_What needs to be done_. Render the material below as a JSON list of strings, one string per line and blank lines left out, covering only the part that opens with the line containing "Phrase: utility wire" and runs through the end of the material.

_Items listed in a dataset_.
☆ ☆ ☆ ☆ ☆

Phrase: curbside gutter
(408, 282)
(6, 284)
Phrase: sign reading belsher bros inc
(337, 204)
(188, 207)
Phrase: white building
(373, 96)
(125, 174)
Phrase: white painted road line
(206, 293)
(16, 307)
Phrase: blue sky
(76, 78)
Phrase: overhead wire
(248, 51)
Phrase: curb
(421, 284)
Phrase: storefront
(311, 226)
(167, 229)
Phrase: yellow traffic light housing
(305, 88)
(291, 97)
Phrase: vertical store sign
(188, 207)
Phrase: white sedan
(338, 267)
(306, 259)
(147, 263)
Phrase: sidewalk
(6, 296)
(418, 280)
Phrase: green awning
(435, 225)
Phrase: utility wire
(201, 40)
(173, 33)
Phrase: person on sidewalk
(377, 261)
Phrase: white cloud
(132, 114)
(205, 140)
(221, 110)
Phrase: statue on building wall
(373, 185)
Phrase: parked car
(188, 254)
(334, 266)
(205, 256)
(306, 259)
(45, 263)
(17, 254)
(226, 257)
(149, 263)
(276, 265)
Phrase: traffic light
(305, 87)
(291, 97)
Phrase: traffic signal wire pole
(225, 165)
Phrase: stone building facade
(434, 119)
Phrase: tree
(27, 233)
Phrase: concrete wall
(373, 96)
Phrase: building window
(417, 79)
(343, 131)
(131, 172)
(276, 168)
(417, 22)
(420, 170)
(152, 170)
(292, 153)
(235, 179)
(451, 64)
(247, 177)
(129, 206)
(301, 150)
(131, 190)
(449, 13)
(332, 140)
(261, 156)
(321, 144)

☆ ☆ ☆ ☆ ☆

_Task result_.
[
  "Phrase: utility wire",
  "(201, 40)",
  "(173, 33)",
  "Phrase: person on sidewalk",
  "(377, 261)",
  "Phrase: white cloud",
  "(132, 114)",
  "(205, 140)",
  "(221, 110)",
  "Phrase: statue on building wall",
  "(373, 185)",
  "Phrase: parked car",
  "(188, 254)",
  "(334, 266)",
  "(205, 256)",
  "(306, 259)",
  "(45, 263)",
  "(17, 254)",
  "(226, 257)",
  "(149, 263)",
  "(276, 265)",
  "Phrase: traffic light",
  "(305, 87)",
  "(291, 97)",
  "Phrase: traffic signal wire pole",
  "(225, 165)",
  "Phrase: stone building facade",
  "(434, 119)",
  "Phrase: tree",
  "(27, 233)",
  "Phrase: concrete wall",
  "(373, 96)",
  "Phrase: building window",
  "(417, 79)",
  "(343, 131)",
  "(131, 172)",
  "(276, 168)",
  "(417, 22)",
  "(420, 170)",
  "(152, 170)",
  "(292, 153)",
  "(235, 179)",
  "(451, 64)",
  "(247, 177)",
  "(129, 206)",
  "(301, 150)",
  "(131, 190)",
  "(449, 13)",
  "(332, 140)",
  "(261, 156)",
  "(321, 144)"
]